An exact copy of every record, without the pictures, is what should come back.
■ ■ ■ ■ ■ ■ ■
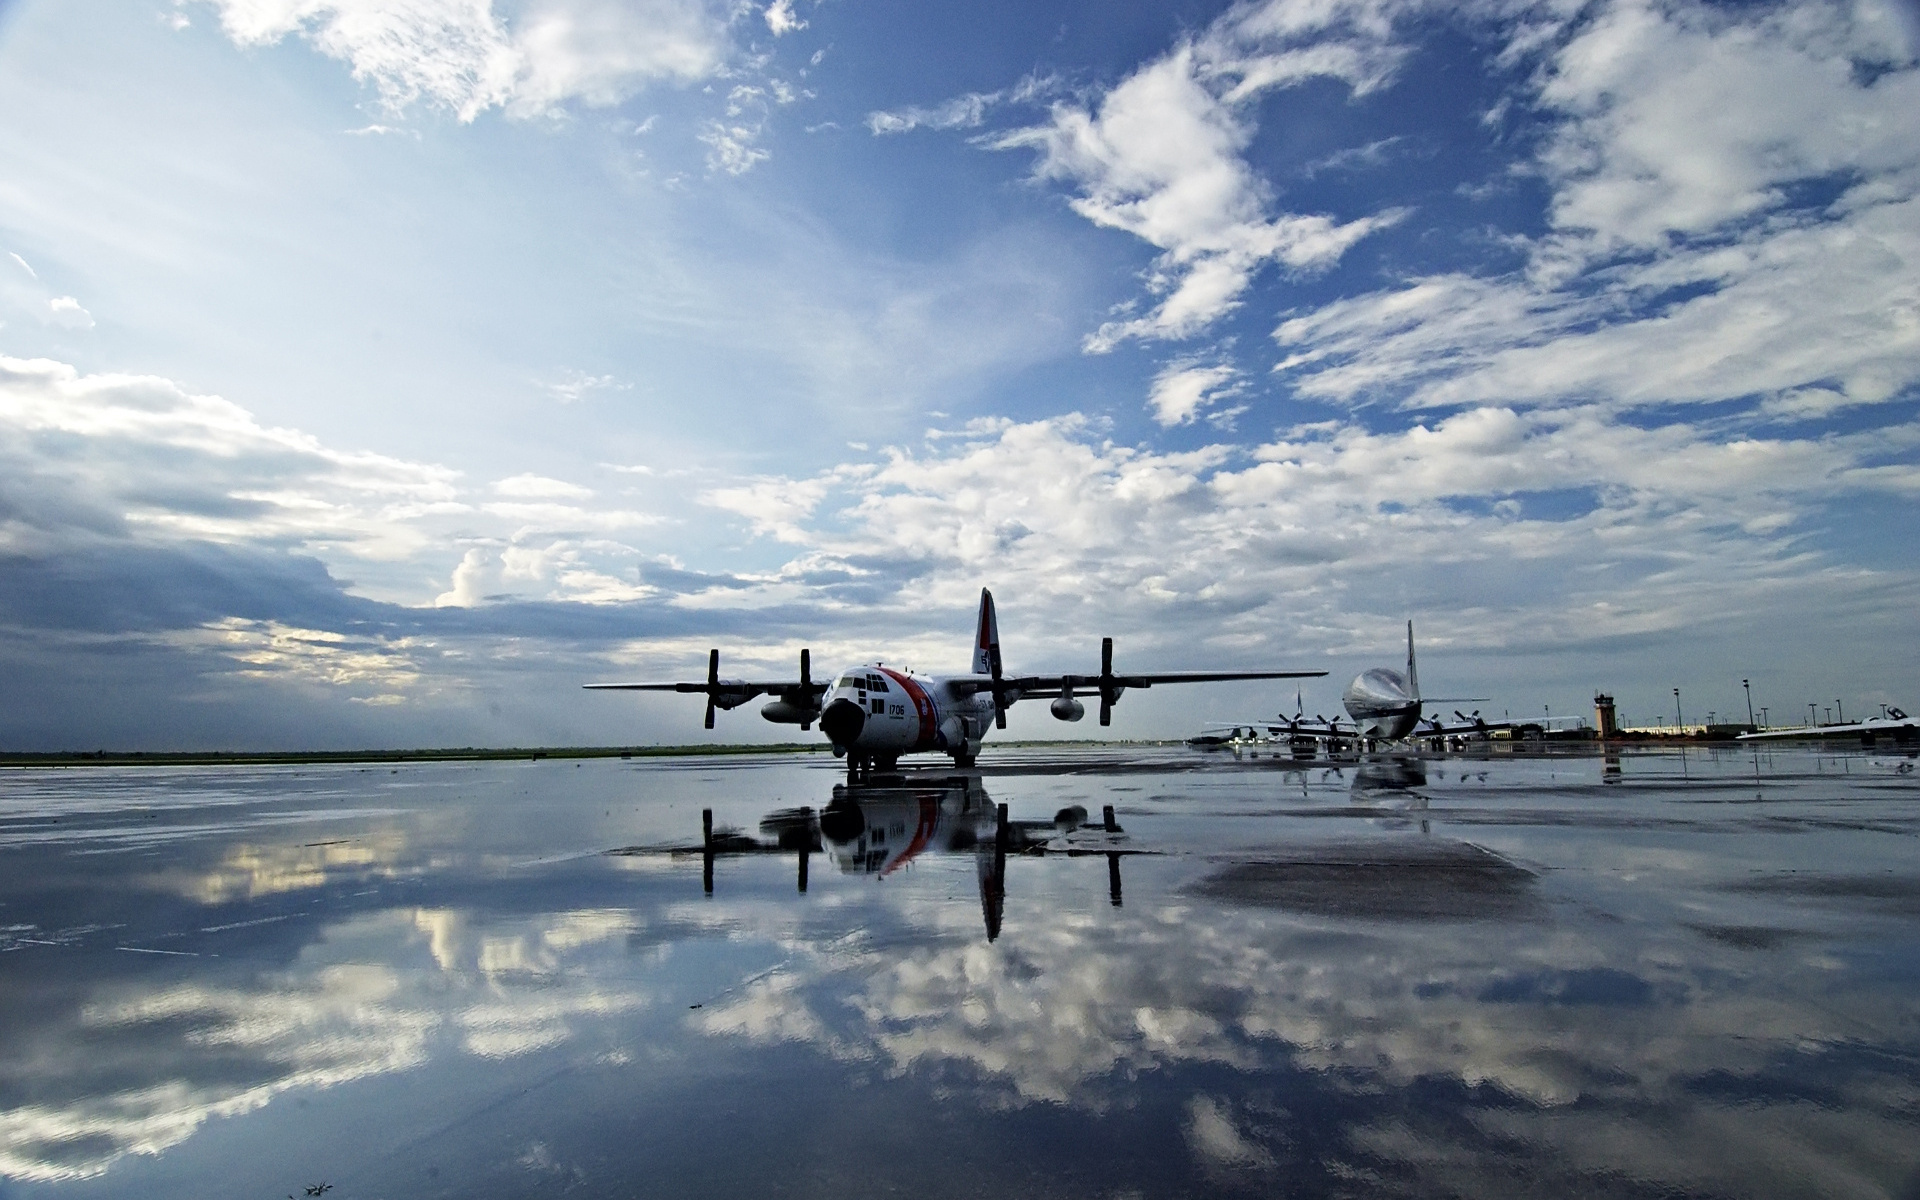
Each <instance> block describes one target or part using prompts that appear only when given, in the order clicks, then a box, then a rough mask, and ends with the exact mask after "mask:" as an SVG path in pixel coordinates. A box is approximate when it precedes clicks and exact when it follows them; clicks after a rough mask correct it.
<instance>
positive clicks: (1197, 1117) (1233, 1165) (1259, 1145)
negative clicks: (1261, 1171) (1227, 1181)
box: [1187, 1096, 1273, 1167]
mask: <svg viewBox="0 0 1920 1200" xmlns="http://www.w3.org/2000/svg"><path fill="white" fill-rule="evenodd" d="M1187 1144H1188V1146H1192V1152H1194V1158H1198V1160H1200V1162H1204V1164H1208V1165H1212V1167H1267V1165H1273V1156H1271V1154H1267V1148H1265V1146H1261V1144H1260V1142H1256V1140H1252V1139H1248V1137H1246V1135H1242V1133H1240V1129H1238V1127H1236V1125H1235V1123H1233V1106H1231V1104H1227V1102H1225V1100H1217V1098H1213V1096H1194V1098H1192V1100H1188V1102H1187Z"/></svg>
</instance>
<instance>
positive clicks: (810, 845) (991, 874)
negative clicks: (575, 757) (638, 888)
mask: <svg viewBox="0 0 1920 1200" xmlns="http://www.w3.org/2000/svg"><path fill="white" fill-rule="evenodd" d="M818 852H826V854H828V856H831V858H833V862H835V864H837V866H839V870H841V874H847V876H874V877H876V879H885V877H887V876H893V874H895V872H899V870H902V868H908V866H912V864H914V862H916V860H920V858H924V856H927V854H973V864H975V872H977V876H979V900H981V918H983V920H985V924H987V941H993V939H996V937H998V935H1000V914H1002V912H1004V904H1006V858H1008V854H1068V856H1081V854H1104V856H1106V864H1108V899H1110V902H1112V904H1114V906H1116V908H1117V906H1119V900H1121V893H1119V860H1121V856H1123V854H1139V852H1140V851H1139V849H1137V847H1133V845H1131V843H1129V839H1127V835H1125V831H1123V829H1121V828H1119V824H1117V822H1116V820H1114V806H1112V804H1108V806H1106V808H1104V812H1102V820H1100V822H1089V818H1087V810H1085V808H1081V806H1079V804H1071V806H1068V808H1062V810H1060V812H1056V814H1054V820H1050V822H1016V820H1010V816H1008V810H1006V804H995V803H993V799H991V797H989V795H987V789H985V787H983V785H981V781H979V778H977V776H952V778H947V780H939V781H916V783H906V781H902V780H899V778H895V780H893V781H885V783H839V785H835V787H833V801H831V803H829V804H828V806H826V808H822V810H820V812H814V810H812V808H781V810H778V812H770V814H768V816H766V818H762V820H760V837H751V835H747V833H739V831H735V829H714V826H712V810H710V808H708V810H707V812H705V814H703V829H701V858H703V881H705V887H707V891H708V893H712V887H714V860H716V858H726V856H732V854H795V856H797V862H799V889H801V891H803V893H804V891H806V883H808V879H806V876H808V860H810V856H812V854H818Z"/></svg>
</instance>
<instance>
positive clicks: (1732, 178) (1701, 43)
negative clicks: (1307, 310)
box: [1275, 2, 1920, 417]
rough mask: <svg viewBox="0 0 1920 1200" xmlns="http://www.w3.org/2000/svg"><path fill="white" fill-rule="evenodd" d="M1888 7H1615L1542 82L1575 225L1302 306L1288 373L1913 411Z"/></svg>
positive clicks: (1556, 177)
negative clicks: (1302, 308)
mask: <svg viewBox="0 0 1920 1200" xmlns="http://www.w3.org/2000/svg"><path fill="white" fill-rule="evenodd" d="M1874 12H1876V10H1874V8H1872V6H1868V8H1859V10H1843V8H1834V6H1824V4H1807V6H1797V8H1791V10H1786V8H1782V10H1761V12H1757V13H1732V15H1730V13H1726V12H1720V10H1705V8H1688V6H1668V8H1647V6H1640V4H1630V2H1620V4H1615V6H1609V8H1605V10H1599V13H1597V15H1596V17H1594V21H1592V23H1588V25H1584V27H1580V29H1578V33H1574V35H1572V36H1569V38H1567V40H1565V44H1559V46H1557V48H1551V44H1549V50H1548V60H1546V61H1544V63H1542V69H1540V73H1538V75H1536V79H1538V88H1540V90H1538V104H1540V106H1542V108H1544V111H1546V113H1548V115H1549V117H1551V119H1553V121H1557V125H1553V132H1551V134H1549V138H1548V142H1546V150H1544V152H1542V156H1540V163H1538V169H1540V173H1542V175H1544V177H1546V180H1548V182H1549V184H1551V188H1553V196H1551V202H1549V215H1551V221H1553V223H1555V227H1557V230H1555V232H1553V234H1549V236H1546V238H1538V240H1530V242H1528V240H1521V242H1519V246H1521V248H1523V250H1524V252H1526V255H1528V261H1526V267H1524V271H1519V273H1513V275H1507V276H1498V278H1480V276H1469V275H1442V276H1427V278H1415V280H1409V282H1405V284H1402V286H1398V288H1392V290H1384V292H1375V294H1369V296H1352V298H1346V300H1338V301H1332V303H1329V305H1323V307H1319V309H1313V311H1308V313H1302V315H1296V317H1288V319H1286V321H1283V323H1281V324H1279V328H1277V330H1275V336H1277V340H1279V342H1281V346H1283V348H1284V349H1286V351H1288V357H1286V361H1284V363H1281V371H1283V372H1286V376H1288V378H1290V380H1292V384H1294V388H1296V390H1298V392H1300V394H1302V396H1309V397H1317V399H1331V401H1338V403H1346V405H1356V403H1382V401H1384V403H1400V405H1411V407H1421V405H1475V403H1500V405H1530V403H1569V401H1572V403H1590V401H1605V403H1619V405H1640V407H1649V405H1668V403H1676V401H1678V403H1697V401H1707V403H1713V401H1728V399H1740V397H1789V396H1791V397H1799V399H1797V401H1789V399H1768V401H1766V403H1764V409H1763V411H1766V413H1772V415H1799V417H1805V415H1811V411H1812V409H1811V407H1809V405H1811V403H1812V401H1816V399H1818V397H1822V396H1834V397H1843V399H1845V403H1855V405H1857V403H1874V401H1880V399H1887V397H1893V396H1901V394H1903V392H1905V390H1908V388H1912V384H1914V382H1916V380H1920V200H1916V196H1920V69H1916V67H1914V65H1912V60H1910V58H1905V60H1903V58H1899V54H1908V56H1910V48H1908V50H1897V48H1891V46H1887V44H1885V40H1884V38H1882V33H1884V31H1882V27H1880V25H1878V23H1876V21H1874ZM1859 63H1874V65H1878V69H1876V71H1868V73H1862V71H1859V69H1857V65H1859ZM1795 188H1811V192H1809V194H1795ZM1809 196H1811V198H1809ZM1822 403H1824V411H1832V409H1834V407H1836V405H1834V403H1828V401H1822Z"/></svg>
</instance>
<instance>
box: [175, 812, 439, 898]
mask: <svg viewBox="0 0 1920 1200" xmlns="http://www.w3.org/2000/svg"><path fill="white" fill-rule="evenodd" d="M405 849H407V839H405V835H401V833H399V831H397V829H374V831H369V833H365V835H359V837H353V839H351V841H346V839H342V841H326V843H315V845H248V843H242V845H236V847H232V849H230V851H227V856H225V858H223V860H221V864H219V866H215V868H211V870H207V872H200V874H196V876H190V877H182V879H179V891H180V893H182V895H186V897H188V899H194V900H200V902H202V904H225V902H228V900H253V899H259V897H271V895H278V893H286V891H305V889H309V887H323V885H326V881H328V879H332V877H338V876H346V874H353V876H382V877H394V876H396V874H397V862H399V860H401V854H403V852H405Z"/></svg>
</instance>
■ ■ ■ ■ ■ ■ ■
_RESULT_.
Each <instance> block describes one target or part using prompts that appear only when given, in the order clicks, then a box, then a rough mask, and ends with the exact mask after "mask:" as an SVG path in pixel coordinates. A box is approximate when it precedes clicks and exact when it follows them; clicks after a rough mask correct it.
<instance>
positive clicks: (1197, 1117) (1233, 1165) (1259, 1145)
negative clicks: (1261, 1171) (1227, 1181)
box: [1187, 1096, 1273, 1167]
mask: <svg viewBox="0 0 1920 1200" xmlns="http://www.w3.org/2000/svg"><path fill="white" fill-rule="evenodd" d="M1187 1144H1188V1146H1192V1152H1194V1158H1198V1160H1200V1162H1204V1164H1208V1165H1212V1167H1267V1165H1273V1156H1271V1154H1267V1148H1265V1146H1261V1144H1260V1142H1256V1140H1252V1139H1248V1137H1246V1135H1242V1133H1240V1129H1238V1127H1236V1125H1235V1123H1233V1106H1231V1104H1227V1102H1225V1100H1217V1098H1213V1096H1194V1098H1192V1100H1188V1102H1187Z"/></svg>
</instance>
<instance>
positive clicks: (810, 845) (991, 874)
negative clicks: (575, 757) (638, 888)
mask: <svg viewBox="0 0 1920 1200" xmlns="http://www.w3.org/2000/svg"><path fill="white" fill-rule="evenodd" d="M818 852H826V854H828V856H831V858H833V862H835V864H837V866H839V870H841V874H847V876H874V877H876V879H885V877H887V876H893V874H895V872H899V870H902V868H908V866H912V864H914V862H916V860H920V858H924V856H927V854H973V864H975V872H977V876H979V900H981V918H983V920H985V924H987V941H993V939H996V937H998V935H1000V914H1002V912H1004V904H1006V858H1008V854H1068V856H1081V854H1104V856H1106V864H1108V899H1110V902H1112V904H1114V906H1116V908H1117V906H1119V900H1121V893H1119V860H1121V856H1123V854H1139V852H1140V851H1139V849H1137V847H1133V845H1131V843H1129V839H1127V835H1125V831H1123V829H1121V828H1119V824H1117V822H1116V820H1114V806H1112V804H1108V806H1106V808H1104V812H1102V820H1100V822H1089V818H1087V810H1085V808H1081V806H1079V804H1071V806H1068V808H1062V810H1060V812H1056V814H1054V820H1050V822H1016V820H1010V816H1008V810H1006V804H995V803H993V799H991V797H989V795H987V789H985V787H983V785H981V781H979V778H977V776H952V778H947V780H939V781H916V783H906V781H902V780H899V778H895V780H893V781H885V783H839V785H835V787H833V801H831V803H829V804H828V806H826V808H822V810H820V812H814V810H812V808H781V810H778V812H770V814H768V816H766V818H762V820H760V837H751V835H747V833H739V831H735V829H714V826H712V810H710V808H708V810H707V812H705V814H703V829H701V858H703V881H705V887H707V891H708V893H712V887H714V860H716V858H726V856H732V854H795V856H797V862H799V889H801V891H803V893H804V891H806V883H808V879H806V876H808V860H810V856H812V854H818Z"/></svg>
</instance>
<instance>
positive clicks: (1732, 178) (1701, 43)
negative clicks: (1307, 310)
box: [1275, 2, 1920, 417]
rough mask: <svg viewBox="0 0 1920 1200" xmlns="http://www.w3.org/2000/svg"><path fill="white" fill-rule="evenodd" d="M1888 7H1615L1542 82L1575 225L1302 306L1288 373L1913 411Z"/></svg>
positive clicks: (1556, 177)
negative clicks: (1302, 308)
mask: <svg viewBox="0 0 1920 1200" xmlns="http://www.w3.org/2000/svg"><path fill="white" fill-rule="evenodd" d="M1874 12H1876V10H1874V8H1872V6H1868V8H1859V10H1843V8H1834V6H1824V4H1807V6H1797V8H1791V10H1786V8H1782V10H1761V12H1757V13H1732V15H1730V13H1726V12H1720V10H1705V8H1688V6H1668V8H1647V6H1640V4H1630V2H1620V4H1615V6H1609V8H1605V10H1599V13H1597V15H1596V17H1594V21H1592V23H1588V25H1584V27H1580V29H1578V33H1574V35H1572V36H1569V38H1567V40H1565V44H1559V46H1557V48H1551V44H1549V50H1548V60H1546V61H1544V63H1542V69H1540V73H1538V75H1536V79H1538V88H1540V90H1538V104H1540V106H1542V108H1544V111H1546V113H1548V115H1549V117H1551V119H1553V121H1557V125H1553V132H1551V134H1549V138H1548V142H1546V150H1544V152H1542V156H1540V163H1538V169H1540V173H1542V175H1544V177H1546V180H1548V182H1549V184H1551V188H1553V196H1551V202H1549V215H1551V221H1553V223H1555V227H1557V230H1555V232H1553V234H1549V236H1546V238H1538V240H1530V242H1528V240H1521V242H1519V246H1521V248H1523V250H1524V252H1526V255H1528V261H1526V267H1524V271H1519V273H1513V275H1507V276H1498V278H1480V276H1469V275H1442V276H1427V278H1415V280H1409V282H1405V284H1402V286H1398V288H1392V290H1384V292H1375V294H1369V296H1352V298H1346V300H1338V301H1332V303H1329V305H1323V307H1319V309H1313V311H1308V313H1302V315H1296V317H1288V319H1286V321H1283V323H1281V324H1279V328H1277V330H1275V336H1277V340H1279V342H1281V346H1283V348H1284V349H1286V351H1288V357H1286V361H1284V363H1281V371H1283V372H1286V376H1288V378H1290V380H1292V384H1294V388H1296V390H1298V392H1300V394H1302V396H1309V397H1317V399H1331V401H1338V403H1346V405H1356V403H1382V401H1384V403H1400V405H1411V407H1421V405H1475V403H1500V405H1530V403H1569V401H1572V403H1590V401H1605V403H1619V405H1640V407H1649V405H1668V403H1676V401H1678V403H1697V401H1707V403H1713V401H1728V399H1740V397H1789V396H1791V397H1799V399H1797V401H1789V399H1768V401H1766V403H1764V409H1763V411H1766V413H1772V415H1799V417H1805V415H1811V411H1812V409H1811V407H1809V405H1811V403H1812V401H1816V399H1818V397H1822V396H1834V397H1843V399H1845V403H1855V405H1857V403H1874V401H1880V399H1887V397H1893V396H1901V394H1903V392H1905V390H1908V388H1912V384H1914V382H1916V380H1920V200H1916V196H1920V69H1916V67H1914V65H1912V60H1910V58H1905V60H1903V58H1899V54H1908V56H1910V48H1908V50H1897V48H1891V46H1887V44H1885V40H1884V38H1882V33H1884V31H1882V27H1880V25H1878V23H1876V21H1874ZM1859 63H1874V65H1878V69H1876V71H1868V73H1862V71H1859V69H1857V65H1859ZM1795 188H1811V192H1809V194H1795ZM1809 196H1811V198H1809ZM1822 403H1824V411H1832V409H1834V407H1836V405H1834V403H1828V401H1822Z"/></svg>
</instance>
<instance>
box: [175, 812, 439, 898]
mask: <svg viewBox="0 0 1920 1200" xmlns="http://www.w3.org/2000/svg"><path fill="white" fill-rule="evenodd" d="M405 849H407V839H405V835H401V833H399V831H397V829H374V831H369V833H365V835H359V837H353V839H351V841H346V839H342V841H326V843H315V845H248V843H242V845H236V847H232V849H230V851H227V856H225V858H223V860H221V864H219V866H215V868H211V870H207V872H200V874H196V876H190V877H182V879H179V891H180V893H182V895H186V897H188V899H194V900H200V902H202V904H225V902H228V900H253V899H259V897H271V895H278V893H286V891H305V889H309V887H323V885H326V881H328V879H332V877H338V876H346V874H353V876H382V877H394V876H396V874H397V862H399V860H401V854H403V852H405Z"/></svg>
</instance>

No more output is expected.